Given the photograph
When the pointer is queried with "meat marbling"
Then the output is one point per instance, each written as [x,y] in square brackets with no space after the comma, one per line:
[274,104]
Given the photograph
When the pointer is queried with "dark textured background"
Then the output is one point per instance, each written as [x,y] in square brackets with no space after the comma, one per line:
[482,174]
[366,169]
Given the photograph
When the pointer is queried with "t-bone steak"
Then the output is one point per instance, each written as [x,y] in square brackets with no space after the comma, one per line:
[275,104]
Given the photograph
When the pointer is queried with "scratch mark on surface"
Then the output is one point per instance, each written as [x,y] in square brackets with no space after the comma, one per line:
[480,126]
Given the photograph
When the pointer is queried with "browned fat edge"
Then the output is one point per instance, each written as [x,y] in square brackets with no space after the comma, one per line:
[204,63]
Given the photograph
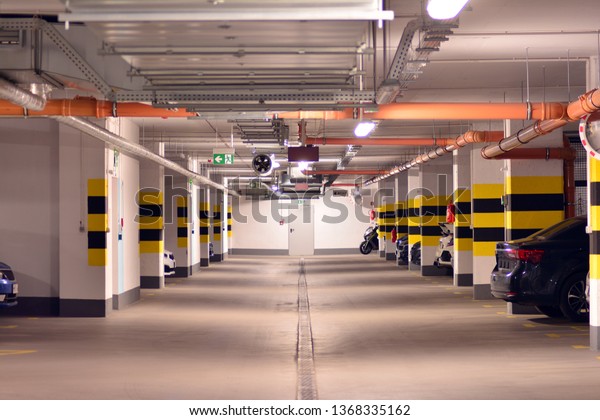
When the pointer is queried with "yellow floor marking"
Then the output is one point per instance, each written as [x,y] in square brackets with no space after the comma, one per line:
[577,328]
[15,352]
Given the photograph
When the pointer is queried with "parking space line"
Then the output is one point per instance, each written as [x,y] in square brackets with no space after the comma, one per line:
[16,352]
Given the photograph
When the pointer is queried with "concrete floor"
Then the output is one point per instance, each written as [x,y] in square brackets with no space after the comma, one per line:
[231,332]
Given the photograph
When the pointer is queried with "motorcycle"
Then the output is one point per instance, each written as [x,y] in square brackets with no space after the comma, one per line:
[371,241]
[402,250]
[444,254]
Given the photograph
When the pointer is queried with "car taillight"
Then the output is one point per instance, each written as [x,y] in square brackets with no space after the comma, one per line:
[532,256]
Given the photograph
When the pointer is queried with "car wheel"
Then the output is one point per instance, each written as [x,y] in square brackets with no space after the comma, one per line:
[551,311]
[365,248]
[573,302]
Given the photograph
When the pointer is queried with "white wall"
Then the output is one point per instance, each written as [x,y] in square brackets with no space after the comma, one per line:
[339,224]
[29,225]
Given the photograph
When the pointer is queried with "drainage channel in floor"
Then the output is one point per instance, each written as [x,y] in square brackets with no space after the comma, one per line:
[306,388]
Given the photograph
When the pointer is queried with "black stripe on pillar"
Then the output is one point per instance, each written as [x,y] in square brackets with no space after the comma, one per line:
[96,240]
[151,210]
[462,207]
[96,205]
[414,212]
[488,234]
[151,234]
[414,230]
[487,205]
[595,242]
[402,213]
[433,210]
[521,233]
[594,193]
[463,232]
[535,202]
[430,231]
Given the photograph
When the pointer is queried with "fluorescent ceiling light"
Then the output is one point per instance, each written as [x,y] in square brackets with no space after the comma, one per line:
[445,9]
[364,128]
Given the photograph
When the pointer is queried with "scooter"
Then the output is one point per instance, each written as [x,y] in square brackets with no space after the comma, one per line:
[371,241]
[444,254]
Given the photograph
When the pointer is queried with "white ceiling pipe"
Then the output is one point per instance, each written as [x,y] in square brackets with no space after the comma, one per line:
[21,97]
[136,150]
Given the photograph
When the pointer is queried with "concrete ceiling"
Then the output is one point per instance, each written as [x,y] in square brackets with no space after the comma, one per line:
[497,51]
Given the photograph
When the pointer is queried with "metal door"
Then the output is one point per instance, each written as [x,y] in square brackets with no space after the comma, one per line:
[301,229]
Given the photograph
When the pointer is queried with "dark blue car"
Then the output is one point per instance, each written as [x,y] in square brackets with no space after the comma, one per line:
[8,286]
[547,270]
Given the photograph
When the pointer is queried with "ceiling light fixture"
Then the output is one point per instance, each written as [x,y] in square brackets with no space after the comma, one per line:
[364,128]
[445,9]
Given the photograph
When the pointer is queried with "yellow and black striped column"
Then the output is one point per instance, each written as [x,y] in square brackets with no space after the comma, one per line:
[97,221]
[217,223]
[463,238]
[488,230]
[414,226]
[151,224]
[182,222]
[388,223]
[594,221]
[433,212]
[204,233]
[229,223]
[533,203]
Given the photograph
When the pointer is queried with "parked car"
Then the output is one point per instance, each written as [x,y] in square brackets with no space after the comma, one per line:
[169,262]
[444,254]
[547,269]
[415,253]
[8,286]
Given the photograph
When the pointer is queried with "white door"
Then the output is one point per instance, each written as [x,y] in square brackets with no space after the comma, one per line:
[301,229]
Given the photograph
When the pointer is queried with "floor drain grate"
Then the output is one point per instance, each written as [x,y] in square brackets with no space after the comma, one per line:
[306,385]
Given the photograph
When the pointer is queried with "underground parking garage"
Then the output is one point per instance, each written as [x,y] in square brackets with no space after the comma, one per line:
[185,201]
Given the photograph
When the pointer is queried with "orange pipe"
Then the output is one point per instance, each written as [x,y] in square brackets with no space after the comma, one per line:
[567,154]
[90,107]
[446,111]
[345,172]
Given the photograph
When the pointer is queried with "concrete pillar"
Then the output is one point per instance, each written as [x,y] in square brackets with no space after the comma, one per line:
[463,234]
[151,222]
[178,229]
[413,200]
[488,218]
[401,192]
[204,225]
[594,225]
[386,217]
[85,265]
[436,186]
[217,200]
[534,194]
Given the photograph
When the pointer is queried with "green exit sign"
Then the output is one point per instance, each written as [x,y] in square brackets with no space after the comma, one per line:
[223,158]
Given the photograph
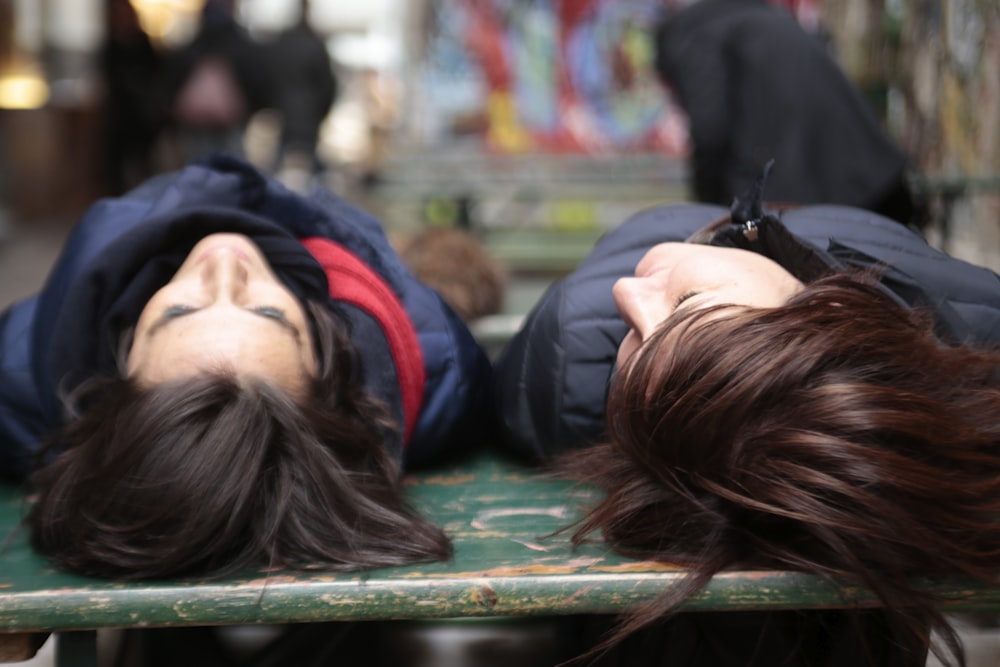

---------------

REQUEST:
Show every line of the records above that contains the string "yellow", treating uppercase and lowercase as different.

ANSWER TO THIS TASK:
When the pointer is queried with "yellow floor marking"
When the pointer is queried with "yellow and black striped column"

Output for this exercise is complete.